Tourism is probably the worst affected industry from the outbreak of the COVID-19 pandemic. Sri Lanka is yet to feel the economic and social impact of the unprecedented global lockdown and travel restrictions, which are likely to remain until the third quarter of 2020.
The COVID-19 pandemic hit Sri Lanka’s tourism industry at a time when the industry was in need of a disruption to catalyse a new growth cycle. Perhaps the COVID-19 pandemic could bring a positive change to the industry for a stronger recovery.
Sri Lanka’s tourism industry expanded fast during the last decade. But poorly planned hotel developments, expansion of the informal sector and overtourism in some segments resulted in diluting the value of the Sri Lankan tourism offering. Ineffective policy responses/initiatives also contributed to the gradual erosion of the country’s tourism prospects. The tourism industry’s returns were declining while the tourism ecosystem was getting fragile.
However, the developments post COVID-19 are likely to be beneficial, at least to some key segments of the tourism value chain.

▶ **DATA FOR REVIEW**

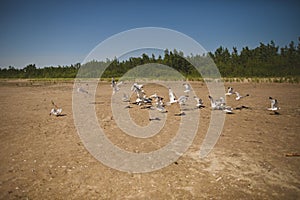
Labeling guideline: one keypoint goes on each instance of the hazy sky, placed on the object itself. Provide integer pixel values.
(64, 32)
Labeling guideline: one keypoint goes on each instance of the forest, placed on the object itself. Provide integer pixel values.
(266, 60)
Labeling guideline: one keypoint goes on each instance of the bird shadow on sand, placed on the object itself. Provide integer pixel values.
(275, 113)
(61, 115)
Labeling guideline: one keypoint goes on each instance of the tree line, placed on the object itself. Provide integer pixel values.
(266, 60)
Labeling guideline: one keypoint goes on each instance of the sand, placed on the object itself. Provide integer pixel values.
(43, 157)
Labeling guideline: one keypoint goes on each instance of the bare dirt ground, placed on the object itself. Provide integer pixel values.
(42, 156)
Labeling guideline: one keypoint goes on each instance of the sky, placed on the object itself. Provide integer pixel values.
(52, 33)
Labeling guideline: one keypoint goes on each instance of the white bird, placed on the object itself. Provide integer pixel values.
(274, 104)
(172, 96)
(115, 85)
(135, 85)
(218, 104)
(187, 87)
(81, 90)
(125, 98)
(55, 111)
(227, 109)
(182, 100)
(229, 91)
(199, 102)
(159, 106)
(141, 97)
(238, 96)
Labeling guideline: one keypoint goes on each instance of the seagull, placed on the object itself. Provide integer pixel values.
(55, 111)
(80, 89)
(181, 100)
(228, 110)
(229, 91)
(172, 96)
(160, 107)
(274, 105)
(238, 96)
(115, 85)
(159, 103)
(137, 86)
(187, 88)
(199, 102)
(218, 104)
(125, 98)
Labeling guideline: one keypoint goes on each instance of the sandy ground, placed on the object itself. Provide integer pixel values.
(42, 156)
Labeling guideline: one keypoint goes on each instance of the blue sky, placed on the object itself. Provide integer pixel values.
(62, 33)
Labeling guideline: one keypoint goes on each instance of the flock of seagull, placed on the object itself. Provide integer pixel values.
(216, 104)
(147, 101)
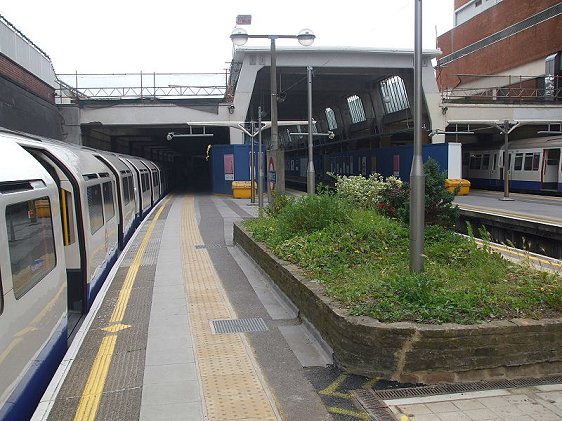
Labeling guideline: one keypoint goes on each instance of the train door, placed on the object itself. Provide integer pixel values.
(494, 175)
(551, 163)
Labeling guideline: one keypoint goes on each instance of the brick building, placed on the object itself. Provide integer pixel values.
(512, 39)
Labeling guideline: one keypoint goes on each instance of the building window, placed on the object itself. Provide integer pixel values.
(356, 109)
(475, 161)
(31, 243)
(394, 95)
(331, 118)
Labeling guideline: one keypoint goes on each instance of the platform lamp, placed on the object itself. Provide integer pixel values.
(417, 177)
(305, 37)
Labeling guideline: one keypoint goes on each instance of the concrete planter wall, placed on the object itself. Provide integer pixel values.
(411, 352)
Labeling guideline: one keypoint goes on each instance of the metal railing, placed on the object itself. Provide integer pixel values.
(509, 89)
(117, 86)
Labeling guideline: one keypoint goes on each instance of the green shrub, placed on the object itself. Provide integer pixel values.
(439, 207)
(309, 213)
(361, 191)
(362, 259)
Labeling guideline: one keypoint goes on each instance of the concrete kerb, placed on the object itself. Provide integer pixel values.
(412, 352)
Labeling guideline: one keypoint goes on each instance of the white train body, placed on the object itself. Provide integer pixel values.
(535, 165)
(66, 212)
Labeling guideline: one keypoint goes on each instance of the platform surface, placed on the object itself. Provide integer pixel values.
(189, 328)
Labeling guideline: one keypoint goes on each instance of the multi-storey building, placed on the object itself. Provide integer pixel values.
(501, 37)
(502, 62)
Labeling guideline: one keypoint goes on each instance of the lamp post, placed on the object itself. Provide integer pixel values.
(417, 177)
(305, 37)
(310, 173)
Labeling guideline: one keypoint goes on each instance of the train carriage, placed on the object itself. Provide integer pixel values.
(33, 308)
(125, 192)
(144, 193)
(88, 208)
(535, 165)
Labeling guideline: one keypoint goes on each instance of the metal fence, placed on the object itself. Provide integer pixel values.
(509, 89)
(76, 87)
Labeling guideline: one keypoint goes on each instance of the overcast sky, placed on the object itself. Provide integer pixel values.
(115, 36)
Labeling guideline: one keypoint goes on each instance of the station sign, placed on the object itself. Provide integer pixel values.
(244, 20)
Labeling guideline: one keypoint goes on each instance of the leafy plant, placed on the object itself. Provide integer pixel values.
(361, 257)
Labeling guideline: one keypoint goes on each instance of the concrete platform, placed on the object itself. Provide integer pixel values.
(150, 349)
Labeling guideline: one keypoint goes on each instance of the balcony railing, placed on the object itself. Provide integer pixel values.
(77, 87)
(505, 89)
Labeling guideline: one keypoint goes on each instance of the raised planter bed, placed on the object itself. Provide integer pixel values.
(412, 352)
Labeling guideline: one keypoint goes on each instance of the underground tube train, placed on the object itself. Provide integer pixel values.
(65, 214)
(535, 165)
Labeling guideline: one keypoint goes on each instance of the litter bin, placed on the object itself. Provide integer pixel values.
(242, 189)
(452, 183)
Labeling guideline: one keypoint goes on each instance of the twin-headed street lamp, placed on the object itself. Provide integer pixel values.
(239, 37)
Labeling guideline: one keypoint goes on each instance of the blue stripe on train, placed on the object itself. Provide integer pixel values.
(485, 183)
(24, 399)
(95, 284)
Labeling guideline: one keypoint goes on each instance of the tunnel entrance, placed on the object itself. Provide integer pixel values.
(183, 156)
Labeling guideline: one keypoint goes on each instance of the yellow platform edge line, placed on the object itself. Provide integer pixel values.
(89, 402)
(125, 293)
(91, 396)
(200, 275)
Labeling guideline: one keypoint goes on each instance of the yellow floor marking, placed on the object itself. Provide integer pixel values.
(332, 389)
(116, 328)
(370, 383)
(517, 215)
(349, 413)
(125, 293)
(522, 254)
(91, 396)
(233, 387)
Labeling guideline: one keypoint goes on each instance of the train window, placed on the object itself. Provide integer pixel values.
(145, 182)
(356, 109)
(518, 162)
(331, 119)
(528, 164)
(536, 160)
(31, 243)
(131, 188)
(485, 161)
(125, 189)
(108, 206)
(475, 161)
(67, 217)
(95, 208)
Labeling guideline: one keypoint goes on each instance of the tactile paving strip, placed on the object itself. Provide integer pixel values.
(232, 384)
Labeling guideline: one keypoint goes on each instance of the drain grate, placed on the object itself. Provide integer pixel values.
(211, 246)
(239, 325)
(445, 389)
(376, 408)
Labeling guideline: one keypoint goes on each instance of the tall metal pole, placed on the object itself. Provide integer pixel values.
(252, 167)
(310, 174)
(417, 177)
(506, 161)
(260, 164)
(275, 180)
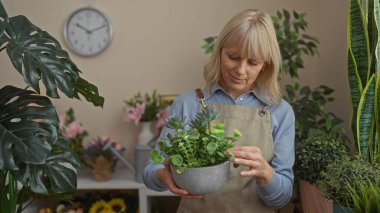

▶ **INSTRUCTIONS**
a) In the text on Sri Lanka's tourism and COVID-19, until when are the global lockdown and travel restrictions expected to remain?
b) Carry on the text about Sri Lanka's tourism industry and COVID-19, starting after its last sentence.

▶ **RESPONSES BY TASK**
a) They are likely to remain until the third quarter of 2020.

b)
Formal sector recovery
Sri Lanka’s formal tourism sector has been hit hard by the expansion of the informal sector – mainly informal accommodation. Although the informal sector enhances the inclusivity of the industry, Sri Lanka’s informal sector has been expanding in a direction, which was dragging the overall quality of the industry.
The latest indications suggest that the informal sector will decline and go through a reorganisation post COVID-19. International travellers will be more concerned about the health and safety aspects of the lodging they are going to stay, which will not favour the informal sector.
Moreover, the price pressure during the post-COVID-19 recovery phase will work in favour of the value-for-money all-inclusive hotel properties compared to the informal lodging and cheaper alternatives like home-stays and hostels. Some recent industry surveys also reveal that international travellers are less likely to use booking channels like AirBnB and will prefer to stay at well-established hotels and resorts.
Demand for small and mid-sized hotels/resorts
Most of the post-COVID-19 travellers are likely to stay at less crowded hotels as they will prefer to maintain some form of social distancing. Small and mid-sized hotels and resorts located in less crowded areas are likely to be preferred by travellers.
The post-COVID-19 tourists are also likely to stay in a single hotel or resort for longer periods rather than engaging in round-tours/excursions (and thus transiting to several properties). This will certainly improve yields of well-equipped resorts designed to cater to long-term stays while consolidating a case for smaller hotel properties in Sri Lanka.
Some surveys also show that demand for vacation homes and serviced apartments will also increase.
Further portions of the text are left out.